Instructions to follow => Pick out every line in the entries below that contains the word "sunlight", and copy each of those lines in full.

Given records =>
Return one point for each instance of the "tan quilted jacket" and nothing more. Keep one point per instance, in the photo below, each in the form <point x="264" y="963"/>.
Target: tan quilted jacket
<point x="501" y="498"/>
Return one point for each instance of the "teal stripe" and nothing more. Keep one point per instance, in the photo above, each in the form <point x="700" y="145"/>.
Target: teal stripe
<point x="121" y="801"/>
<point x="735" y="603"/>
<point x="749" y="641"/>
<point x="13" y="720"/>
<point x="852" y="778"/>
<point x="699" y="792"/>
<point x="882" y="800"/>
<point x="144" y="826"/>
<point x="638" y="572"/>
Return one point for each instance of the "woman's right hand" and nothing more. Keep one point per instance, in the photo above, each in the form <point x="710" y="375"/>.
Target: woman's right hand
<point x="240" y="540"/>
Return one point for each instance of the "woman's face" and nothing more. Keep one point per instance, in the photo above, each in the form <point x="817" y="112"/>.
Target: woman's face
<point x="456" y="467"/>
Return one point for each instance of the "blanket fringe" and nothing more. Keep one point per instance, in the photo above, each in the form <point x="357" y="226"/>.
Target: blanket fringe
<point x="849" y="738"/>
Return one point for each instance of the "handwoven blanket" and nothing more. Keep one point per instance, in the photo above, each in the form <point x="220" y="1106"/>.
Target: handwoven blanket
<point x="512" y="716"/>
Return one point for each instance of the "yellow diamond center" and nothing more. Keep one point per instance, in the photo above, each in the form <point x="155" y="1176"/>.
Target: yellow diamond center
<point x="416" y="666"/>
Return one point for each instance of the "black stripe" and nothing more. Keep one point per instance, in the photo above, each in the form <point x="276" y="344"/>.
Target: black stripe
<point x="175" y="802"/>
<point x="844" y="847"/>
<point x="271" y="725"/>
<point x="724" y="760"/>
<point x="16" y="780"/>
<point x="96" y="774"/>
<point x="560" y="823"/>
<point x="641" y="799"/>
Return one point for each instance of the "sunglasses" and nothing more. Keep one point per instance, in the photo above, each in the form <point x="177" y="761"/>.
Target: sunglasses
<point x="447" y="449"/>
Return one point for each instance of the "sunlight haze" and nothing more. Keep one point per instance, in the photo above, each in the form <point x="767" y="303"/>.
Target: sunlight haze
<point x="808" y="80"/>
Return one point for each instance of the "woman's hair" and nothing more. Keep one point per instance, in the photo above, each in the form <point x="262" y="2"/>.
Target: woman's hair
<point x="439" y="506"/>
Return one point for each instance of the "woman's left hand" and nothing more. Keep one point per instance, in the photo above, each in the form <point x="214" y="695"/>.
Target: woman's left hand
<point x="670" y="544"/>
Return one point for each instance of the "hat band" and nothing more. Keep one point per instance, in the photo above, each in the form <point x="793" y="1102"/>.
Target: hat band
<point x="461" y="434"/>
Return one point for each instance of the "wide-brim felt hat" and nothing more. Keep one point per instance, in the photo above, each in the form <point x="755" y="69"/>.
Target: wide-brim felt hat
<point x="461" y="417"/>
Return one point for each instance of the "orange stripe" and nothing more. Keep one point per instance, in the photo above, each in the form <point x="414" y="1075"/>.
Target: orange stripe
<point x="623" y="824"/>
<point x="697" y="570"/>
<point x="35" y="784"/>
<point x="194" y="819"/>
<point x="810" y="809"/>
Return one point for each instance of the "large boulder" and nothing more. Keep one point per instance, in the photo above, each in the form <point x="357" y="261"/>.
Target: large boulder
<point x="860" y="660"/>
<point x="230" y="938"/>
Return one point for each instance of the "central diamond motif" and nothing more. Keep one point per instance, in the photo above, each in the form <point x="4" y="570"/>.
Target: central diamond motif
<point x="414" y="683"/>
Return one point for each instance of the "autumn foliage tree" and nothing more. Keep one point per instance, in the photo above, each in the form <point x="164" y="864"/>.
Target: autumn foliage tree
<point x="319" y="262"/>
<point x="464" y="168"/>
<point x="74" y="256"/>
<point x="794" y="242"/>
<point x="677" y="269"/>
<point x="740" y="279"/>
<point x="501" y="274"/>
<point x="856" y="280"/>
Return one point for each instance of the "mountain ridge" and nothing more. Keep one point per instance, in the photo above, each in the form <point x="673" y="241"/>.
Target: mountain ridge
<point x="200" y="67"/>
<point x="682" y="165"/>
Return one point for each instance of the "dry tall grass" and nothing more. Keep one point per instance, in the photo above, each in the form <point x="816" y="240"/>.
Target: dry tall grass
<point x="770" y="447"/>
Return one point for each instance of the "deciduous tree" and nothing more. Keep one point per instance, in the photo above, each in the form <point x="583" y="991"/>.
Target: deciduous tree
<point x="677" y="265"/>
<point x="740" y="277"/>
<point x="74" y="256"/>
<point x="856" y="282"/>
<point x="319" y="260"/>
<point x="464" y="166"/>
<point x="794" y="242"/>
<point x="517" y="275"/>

==

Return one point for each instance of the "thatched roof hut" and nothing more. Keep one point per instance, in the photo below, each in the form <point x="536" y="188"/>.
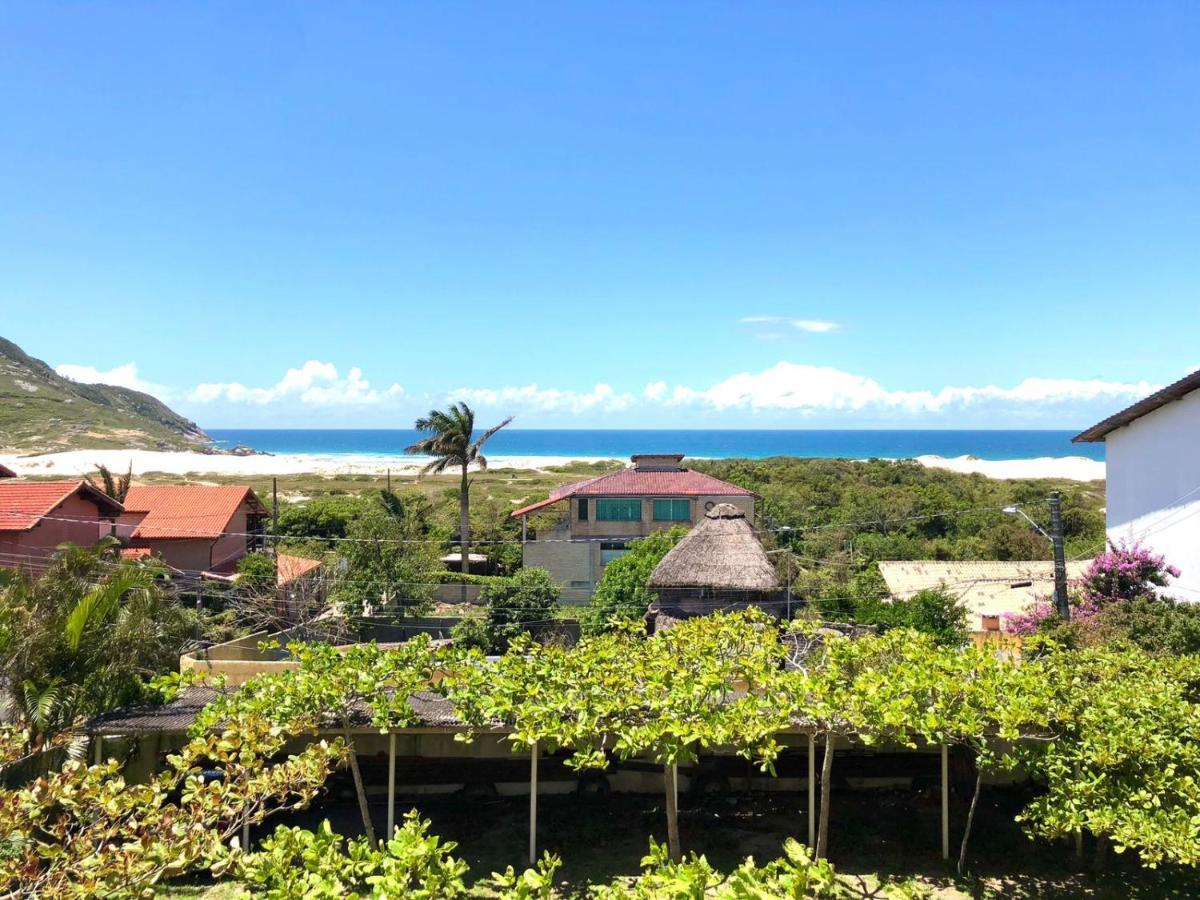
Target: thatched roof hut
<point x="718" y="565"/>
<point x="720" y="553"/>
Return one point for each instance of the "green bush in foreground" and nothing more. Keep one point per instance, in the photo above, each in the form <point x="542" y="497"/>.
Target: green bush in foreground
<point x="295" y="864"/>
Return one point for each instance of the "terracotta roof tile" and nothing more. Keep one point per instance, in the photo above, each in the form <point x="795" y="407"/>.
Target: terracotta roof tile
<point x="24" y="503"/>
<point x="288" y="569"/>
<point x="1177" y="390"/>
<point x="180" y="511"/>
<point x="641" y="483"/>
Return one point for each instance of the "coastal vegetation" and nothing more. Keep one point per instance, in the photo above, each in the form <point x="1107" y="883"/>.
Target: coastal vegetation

==

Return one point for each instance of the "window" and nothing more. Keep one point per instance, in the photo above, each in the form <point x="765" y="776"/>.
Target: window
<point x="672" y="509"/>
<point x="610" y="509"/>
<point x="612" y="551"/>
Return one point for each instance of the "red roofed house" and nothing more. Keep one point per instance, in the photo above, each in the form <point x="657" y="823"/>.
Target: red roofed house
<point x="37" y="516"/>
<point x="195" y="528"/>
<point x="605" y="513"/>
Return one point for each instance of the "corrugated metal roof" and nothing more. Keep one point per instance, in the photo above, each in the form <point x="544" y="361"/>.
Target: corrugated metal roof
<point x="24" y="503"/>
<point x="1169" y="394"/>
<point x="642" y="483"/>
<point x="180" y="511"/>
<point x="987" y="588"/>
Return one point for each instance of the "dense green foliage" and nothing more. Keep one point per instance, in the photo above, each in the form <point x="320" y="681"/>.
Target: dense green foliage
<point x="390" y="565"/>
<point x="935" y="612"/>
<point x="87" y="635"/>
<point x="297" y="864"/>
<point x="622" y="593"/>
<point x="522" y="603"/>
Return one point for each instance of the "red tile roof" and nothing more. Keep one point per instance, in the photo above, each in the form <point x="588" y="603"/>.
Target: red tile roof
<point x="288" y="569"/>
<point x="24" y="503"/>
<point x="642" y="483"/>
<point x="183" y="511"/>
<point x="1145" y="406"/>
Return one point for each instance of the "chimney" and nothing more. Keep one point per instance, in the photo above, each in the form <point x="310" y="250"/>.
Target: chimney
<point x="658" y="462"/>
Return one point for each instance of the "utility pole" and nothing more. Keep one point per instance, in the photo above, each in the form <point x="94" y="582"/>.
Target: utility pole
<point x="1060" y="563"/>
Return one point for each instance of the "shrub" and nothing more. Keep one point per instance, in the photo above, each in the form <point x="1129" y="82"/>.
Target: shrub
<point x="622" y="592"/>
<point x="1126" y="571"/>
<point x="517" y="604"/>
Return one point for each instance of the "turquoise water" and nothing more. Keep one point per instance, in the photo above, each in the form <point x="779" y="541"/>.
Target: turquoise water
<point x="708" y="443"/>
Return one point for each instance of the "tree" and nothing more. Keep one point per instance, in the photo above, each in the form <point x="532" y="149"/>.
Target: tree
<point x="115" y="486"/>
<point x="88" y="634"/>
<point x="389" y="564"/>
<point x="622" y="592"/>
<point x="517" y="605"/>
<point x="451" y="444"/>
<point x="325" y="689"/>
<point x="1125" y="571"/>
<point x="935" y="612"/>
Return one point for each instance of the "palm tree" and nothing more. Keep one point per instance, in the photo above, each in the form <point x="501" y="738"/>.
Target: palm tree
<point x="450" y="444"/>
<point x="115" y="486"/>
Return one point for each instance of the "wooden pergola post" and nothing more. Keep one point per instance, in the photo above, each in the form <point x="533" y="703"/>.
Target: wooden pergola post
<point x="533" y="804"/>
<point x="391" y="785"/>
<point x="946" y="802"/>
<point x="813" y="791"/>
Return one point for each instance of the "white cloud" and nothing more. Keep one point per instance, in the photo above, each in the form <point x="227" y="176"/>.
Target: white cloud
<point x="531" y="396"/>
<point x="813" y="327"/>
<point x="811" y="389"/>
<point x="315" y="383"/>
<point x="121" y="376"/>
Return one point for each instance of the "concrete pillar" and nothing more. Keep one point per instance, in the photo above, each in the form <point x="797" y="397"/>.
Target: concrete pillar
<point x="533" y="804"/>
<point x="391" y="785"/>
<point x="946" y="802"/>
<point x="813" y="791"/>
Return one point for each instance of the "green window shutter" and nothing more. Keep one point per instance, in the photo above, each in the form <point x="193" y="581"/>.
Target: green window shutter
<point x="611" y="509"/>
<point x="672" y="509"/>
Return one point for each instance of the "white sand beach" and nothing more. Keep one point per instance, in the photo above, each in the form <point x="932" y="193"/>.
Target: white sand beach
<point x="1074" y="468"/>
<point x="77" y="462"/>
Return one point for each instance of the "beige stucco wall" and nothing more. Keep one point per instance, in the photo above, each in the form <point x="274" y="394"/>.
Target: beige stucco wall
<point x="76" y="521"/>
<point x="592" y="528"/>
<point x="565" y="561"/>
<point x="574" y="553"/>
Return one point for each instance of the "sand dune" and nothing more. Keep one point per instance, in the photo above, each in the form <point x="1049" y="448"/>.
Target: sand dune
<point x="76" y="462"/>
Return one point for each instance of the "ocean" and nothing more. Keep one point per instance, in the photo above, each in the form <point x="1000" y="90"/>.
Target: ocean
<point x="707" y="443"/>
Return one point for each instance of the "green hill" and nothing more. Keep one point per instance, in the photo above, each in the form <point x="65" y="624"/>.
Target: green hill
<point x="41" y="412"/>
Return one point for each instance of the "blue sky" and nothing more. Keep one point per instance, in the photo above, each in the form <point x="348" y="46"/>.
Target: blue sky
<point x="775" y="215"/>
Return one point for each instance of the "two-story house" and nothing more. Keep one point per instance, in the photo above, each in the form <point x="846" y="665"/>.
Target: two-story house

Answer to this task =>
Return one point for each instance of the "sunlight haze" and nothing more. Keep one point per instance, in the photo above, each in the form <point x="767" y="303"/>.
Target: sunlight haze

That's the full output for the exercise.